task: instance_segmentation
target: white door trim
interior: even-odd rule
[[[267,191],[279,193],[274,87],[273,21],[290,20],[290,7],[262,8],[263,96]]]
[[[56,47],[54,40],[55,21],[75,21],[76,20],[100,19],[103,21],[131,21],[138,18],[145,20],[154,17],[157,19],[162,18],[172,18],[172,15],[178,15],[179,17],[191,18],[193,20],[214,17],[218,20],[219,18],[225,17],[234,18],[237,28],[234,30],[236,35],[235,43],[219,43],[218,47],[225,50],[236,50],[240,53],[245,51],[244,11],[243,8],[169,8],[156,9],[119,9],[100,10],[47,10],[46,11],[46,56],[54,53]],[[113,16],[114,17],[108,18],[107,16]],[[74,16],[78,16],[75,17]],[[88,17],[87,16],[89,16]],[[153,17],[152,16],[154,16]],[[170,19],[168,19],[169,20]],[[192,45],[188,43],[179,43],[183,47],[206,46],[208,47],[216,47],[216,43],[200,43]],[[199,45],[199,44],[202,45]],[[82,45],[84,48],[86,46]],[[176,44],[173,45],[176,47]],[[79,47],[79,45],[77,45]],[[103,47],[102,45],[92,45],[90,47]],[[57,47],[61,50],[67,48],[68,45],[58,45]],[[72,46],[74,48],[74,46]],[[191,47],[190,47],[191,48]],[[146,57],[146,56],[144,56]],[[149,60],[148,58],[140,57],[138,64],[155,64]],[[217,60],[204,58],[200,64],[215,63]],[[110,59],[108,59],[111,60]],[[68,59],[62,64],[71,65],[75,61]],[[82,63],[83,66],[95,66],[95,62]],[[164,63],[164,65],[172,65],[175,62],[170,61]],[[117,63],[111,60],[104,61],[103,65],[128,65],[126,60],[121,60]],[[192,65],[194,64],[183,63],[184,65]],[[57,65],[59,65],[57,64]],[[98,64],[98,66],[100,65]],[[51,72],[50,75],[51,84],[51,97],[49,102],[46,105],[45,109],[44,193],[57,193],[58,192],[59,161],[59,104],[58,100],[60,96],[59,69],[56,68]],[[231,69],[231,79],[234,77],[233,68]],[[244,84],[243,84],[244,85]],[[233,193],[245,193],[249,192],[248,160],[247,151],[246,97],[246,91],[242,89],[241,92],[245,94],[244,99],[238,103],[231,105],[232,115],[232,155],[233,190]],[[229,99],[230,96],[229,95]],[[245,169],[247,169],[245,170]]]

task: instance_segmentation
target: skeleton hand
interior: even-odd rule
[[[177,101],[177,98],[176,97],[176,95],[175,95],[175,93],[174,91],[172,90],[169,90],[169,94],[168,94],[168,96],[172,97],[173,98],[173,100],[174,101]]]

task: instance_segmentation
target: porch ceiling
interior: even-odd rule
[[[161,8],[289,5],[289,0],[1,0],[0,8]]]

-------------------------

■ **THE PROBLEM**
How many lines in the rows above contain the string "target"? Case counts, and the answer is only the number.

■ **RESULT OF THE EXERCISE**
3